EXERCISE BRIEF: Word for word, transcribe the lines from the one containing "Where can you find the window" through the end of the entries, both included, and nothing else.

EXERCISE MATERIALS:
== == ==
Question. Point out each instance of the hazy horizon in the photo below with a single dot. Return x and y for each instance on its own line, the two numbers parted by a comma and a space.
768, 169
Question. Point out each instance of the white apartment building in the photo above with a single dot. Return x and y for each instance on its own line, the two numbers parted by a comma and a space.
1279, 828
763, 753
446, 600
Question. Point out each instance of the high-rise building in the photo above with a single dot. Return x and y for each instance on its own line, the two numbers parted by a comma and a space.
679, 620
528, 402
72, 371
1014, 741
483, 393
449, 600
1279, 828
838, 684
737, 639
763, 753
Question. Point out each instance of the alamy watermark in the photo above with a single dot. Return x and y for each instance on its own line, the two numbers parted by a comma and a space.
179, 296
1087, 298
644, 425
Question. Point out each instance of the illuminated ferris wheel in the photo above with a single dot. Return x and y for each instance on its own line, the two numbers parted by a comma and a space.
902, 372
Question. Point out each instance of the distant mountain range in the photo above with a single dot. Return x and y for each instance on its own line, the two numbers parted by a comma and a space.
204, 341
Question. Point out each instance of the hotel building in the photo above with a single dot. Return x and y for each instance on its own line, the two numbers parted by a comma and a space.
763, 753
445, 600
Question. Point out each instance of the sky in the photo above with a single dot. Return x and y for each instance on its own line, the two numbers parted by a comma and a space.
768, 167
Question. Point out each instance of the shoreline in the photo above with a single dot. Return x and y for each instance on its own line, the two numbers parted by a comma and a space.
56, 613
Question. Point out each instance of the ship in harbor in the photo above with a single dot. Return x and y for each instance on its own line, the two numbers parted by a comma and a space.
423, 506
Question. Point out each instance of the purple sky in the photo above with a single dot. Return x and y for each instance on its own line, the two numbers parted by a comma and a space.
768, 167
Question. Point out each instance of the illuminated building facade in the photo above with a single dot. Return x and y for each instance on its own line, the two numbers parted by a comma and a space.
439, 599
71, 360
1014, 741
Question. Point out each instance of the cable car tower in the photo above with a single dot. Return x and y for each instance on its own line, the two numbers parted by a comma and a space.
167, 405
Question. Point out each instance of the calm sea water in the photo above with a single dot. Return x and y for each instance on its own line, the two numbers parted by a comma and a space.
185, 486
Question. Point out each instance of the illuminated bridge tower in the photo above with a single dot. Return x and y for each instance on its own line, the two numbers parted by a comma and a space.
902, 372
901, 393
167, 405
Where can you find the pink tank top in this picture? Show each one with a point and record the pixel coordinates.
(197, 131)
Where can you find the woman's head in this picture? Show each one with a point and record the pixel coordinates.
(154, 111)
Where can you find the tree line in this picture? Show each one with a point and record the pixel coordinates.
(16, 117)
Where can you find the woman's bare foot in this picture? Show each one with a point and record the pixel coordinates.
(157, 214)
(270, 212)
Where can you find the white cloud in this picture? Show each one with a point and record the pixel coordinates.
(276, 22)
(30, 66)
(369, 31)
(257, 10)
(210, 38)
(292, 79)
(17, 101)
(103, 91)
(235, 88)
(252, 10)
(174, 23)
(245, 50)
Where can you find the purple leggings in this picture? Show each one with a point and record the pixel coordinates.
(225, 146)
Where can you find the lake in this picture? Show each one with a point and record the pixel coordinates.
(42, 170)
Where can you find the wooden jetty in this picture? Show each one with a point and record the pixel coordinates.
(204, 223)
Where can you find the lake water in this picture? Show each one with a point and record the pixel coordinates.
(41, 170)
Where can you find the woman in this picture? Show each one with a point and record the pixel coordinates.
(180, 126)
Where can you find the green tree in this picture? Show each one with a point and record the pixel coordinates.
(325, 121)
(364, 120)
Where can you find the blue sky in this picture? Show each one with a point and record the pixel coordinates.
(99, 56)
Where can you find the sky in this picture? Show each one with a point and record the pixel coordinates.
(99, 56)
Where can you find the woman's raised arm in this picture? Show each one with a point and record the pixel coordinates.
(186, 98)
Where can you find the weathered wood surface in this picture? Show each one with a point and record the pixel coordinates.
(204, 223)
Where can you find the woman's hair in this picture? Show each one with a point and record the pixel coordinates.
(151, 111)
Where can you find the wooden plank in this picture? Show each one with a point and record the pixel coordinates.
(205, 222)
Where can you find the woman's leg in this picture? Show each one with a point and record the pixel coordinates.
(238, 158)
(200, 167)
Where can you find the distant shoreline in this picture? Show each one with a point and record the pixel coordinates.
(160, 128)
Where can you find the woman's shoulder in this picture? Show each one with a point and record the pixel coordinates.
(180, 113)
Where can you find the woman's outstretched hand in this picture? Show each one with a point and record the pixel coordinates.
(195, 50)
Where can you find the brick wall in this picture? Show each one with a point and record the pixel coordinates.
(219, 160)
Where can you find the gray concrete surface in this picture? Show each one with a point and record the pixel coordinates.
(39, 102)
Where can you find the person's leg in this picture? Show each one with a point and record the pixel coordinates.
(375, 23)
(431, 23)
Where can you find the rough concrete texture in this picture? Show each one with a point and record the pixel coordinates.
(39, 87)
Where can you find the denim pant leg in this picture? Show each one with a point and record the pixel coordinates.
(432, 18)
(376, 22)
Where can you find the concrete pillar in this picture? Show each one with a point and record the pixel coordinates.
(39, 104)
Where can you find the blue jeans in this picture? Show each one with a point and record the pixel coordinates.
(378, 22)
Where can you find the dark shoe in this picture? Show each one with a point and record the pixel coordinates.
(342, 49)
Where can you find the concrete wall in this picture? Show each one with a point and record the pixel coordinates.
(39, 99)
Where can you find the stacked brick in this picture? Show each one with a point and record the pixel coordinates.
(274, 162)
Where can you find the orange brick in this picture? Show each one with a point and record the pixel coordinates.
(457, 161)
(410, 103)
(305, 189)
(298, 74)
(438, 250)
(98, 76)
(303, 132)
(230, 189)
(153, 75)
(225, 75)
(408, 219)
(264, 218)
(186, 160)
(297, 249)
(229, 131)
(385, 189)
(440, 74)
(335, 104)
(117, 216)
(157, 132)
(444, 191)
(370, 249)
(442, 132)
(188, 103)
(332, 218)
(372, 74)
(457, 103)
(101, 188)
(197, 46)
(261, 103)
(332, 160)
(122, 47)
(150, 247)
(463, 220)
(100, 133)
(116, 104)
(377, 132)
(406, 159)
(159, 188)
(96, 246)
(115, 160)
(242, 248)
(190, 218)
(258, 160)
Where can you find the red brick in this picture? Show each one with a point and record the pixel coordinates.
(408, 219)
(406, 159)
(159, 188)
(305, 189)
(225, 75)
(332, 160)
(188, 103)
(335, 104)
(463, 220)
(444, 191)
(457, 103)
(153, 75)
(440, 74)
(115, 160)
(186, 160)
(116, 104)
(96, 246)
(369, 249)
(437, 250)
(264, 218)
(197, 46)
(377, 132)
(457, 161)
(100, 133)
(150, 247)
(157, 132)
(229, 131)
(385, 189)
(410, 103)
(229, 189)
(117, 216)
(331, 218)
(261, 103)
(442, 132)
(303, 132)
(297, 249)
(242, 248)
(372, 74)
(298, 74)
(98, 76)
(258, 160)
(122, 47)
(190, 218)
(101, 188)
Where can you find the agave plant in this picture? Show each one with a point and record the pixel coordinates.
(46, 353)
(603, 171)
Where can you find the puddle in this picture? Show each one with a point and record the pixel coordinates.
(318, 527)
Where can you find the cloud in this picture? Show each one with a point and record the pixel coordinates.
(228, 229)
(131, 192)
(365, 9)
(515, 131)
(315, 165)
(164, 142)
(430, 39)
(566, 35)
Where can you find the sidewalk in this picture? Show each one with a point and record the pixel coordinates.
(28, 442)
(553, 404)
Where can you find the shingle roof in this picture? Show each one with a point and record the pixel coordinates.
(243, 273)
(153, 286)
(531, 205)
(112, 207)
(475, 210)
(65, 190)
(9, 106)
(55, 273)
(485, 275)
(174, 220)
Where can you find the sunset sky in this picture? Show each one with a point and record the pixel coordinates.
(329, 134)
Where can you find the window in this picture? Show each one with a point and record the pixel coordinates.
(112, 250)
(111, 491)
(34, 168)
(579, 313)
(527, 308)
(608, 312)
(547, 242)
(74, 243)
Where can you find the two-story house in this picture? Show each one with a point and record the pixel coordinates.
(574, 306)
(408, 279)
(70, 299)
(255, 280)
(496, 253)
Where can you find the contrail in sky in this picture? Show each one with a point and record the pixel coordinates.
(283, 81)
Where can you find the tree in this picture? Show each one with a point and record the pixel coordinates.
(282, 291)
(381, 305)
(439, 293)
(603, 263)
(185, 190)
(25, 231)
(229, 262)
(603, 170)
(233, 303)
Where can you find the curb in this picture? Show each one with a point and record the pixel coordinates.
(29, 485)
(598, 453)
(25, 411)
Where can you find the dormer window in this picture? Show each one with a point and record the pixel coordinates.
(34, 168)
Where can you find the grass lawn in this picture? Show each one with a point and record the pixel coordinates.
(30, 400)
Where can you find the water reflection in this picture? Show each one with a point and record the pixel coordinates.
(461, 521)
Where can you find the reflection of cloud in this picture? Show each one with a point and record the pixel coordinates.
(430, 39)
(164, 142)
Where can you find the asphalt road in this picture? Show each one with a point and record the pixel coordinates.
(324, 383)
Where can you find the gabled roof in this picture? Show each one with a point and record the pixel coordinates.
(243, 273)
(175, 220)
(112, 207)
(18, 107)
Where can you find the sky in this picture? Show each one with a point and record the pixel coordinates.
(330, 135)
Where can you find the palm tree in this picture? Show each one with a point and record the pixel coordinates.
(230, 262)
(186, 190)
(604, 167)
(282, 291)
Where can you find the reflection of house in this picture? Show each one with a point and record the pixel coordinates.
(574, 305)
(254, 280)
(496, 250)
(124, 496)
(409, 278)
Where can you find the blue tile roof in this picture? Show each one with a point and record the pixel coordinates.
== == ==
SOLVED EXERCISE:
Where can you find the window in this picture? Show each one with a point and record the pixel coordinates.
(112, 250)
(111, 491)
(34, 168)
(579, 313)
(527, 308)
(608, 312)
(547, 242)
(74, 243)
Where can you find the two-story house in this picture? Show each one with a point and record the pixel coordinates.
(574, 306)
(408, 279)
(70, 299)
(255, 280)
(496, 253)
Where can you find the contrail in sky in this picture? Show each one with a point and record the pixel coordinates.
(283, 81)
Where can you find the tree in this picture? Show each one with a point and record the pixel coordinates.
(282, 291)
(381, 305)
(439, 293)
(603, 263)
(185, 190)
(25, 231)
(229, 262)
(603, 170)
(233, 303)
Where can you find the curb in this picture? Show each one with a point and record the pixel coordinates.
(29, 485)
(598, 453)
(25, 411)
Where can you find the dormer window in this picture? Show each one with a point and record the pixel coordinates.
(34, 168)
Where can you find the grass lawn in this picture? Show each one with a point and record the pixel coordinates.
(30, 400)
Where can you find the water reflection in this picture? Show each one with a point and record the pixel coordinates.
(461, 521)
Where can you find the reflection of cloud in this picture? Show each one with a point and record the pixel coordinates.
(430, 39)
(164, 142)
Where can you find the asphalt road in this picture? Show each one with a point and record the pixel coordinates.
(324, 383)
Where can you find the gabled roof in this picture? Show each one with a point and record the pixel coordinates.
(243, 273)
(175, 220)
(112, 207)
(18, 107)
Where can you find the sky in this picture? Show each one with a point and record the pixel coordinates.
(330, 135)
Where can you find the palm tree in this picture? Show each one with a point and record the pixel coordinates.
(230, 262)
(186, 190)
(604, 167)
(282, 291)
Where can you find the reflection of house in this picture? Show each one with a point and record the pixel coordinates.
(574, 305)
(254, 280)
(496, 250)
(124, 496)
(409, 278)
Where can you find the blue tile roof in this picture? Show each one with a point and record the pixel coordinates.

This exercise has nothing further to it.